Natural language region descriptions
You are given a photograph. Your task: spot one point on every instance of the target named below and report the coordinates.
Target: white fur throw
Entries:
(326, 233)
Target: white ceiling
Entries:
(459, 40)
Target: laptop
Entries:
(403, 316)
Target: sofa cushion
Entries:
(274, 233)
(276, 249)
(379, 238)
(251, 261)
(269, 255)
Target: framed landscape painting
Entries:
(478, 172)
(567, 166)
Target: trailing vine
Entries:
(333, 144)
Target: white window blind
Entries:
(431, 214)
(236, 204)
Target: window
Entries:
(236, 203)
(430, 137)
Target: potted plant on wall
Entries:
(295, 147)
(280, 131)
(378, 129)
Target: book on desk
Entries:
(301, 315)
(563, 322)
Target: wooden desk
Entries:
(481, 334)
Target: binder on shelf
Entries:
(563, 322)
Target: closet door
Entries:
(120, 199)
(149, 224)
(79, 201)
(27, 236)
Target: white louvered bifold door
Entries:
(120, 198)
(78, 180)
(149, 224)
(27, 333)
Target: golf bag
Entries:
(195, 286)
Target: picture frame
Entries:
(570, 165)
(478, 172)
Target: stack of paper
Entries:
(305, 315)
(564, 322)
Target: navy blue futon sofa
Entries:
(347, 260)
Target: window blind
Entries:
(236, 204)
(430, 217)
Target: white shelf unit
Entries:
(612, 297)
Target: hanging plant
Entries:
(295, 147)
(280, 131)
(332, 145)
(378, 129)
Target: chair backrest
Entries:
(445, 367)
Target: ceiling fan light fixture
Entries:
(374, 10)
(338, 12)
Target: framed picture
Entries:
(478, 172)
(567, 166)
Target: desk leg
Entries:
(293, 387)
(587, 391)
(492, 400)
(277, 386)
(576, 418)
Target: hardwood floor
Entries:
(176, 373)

▶ _The problem_
Exact copies of the lines from the one holding "Target: sofa cushion" to the end of the entries are all that should be written.

▶ _Problem solution_
Target: sofa cushion
Entries:
(274, 233)
(276, 249)
(379, 238)
(251, 261)
(269, 255)
Target: framed landscape painting
Entries:
(478, 172)
(567, 166)
Target: trailing vine
Entries:
(333, 144)
Target: white window blind
Entries:
(431, 214)
(236, 204)
Target: window
Entries:
(236, 203)
(430, 137)
Target: potted plant on wall
Entries:
(295, 147)
(280, 131)
(378, 129)
Target: book on desk
Entries:
(301, 315)
(563, 322)
Target: wooden desk
Entries:
(481, 334)
Target: binder on shelf
Entries:
(563, 322)
Target: closet door
Entries:
(120, 199)
(149, 224)
(79, 201)
(27, 236)
Target: white louvered bifold door
Entries:
(120, 198)
(78, 180)
(149, 224)
(27, 333)
Target: golf bag
Entries:
(195, 286)
Target: picture frame
Entries:
(570, 165)
(478, 172)
Target: stack of paper
Entries:
(305, 315)
(564, 322)
Target: navy blue futon sofa
Entries:
(347, 260)
Target: window blind
Entries:
(236, 204)
(430, 217)
Target: white shelf unit
Entries:
(612, 297)
Target: hanging plant
Entries:
(295, 147)
(280, 131)
(332, 145)
(378, 129)
Target: chair backrest
Entries:
(445, 367)
Target: ceiling fan light fixture
Entries:
(374, 10)
(338, 12)
Target: framed picture
Entries:
(478, 172)
(567, 166)
Target: desk leg
Entries:
(293, 387)
(587, 391)
(492, 400)
(277, 386)
(576, 418)
Target: hardwood floor
Entries:
(176, 373)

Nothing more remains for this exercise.